▶ _EXERCISE_: Extract every row below that contains the string "appear" and copy each such row in full. Matching is case-sensitive.

DATA LISTING start

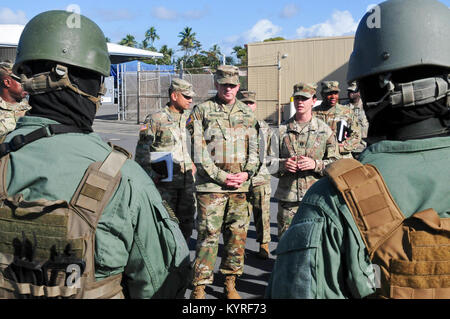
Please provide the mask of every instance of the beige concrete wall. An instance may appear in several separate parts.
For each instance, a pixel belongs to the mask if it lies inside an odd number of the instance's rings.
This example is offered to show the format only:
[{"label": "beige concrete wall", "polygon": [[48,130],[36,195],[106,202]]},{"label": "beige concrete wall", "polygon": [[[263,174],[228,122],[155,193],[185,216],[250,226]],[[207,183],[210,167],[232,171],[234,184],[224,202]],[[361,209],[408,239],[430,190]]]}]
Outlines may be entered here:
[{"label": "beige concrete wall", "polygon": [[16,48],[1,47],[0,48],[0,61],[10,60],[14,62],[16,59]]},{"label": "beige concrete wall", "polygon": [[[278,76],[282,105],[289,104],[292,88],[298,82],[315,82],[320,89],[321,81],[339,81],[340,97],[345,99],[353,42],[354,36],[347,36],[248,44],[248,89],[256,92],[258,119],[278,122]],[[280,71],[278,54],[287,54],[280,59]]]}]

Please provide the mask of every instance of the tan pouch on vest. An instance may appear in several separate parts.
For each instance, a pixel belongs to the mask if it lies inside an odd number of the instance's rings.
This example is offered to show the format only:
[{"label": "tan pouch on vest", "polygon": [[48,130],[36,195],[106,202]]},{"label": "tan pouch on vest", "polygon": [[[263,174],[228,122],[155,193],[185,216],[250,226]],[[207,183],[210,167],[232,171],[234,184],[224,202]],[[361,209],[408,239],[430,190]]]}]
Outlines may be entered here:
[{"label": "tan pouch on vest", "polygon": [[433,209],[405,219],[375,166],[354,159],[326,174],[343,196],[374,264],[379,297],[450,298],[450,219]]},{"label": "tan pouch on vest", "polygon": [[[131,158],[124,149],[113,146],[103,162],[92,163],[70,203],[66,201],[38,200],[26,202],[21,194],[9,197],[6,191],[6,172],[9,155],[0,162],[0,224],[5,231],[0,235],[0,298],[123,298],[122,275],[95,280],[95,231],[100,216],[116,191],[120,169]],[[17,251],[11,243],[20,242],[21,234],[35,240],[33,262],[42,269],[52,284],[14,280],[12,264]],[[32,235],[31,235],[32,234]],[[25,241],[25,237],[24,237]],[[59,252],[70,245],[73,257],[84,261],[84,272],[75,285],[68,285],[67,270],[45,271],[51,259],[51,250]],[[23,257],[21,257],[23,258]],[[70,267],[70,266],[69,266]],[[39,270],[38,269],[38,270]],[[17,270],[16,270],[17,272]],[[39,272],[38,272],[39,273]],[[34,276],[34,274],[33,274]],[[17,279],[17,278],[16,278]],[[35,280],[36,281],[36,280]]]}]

DATA LISTING end
DATA LISTING start

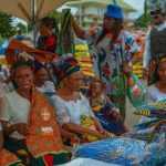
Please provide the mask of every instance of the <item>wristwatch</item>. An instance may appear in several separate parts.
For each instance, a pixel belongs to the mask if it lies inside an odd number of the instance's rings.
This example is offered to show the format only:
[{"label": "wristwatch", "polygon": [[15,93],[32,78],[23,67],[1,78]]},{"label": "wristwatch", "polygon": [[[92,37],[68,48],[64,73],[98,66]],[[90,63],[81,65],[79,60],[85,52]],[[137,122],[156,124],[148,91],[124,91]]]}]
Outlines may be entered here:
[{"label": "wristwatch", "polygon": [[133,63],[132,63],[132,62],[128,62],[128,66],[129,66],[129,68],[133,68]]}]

DATA LISTING end

▶ _CORRECT OUTPUT_:
Please provide the mask of every instance of the beige concrete wall. An instance may appear in several separate parts.
Please provide the mask of every instance of the tan pouch on vest. An instance may appear in several separate parts.
Please provide the mask of every instance of the <item>wristwatch</item>. An instance may appear in several separate parts.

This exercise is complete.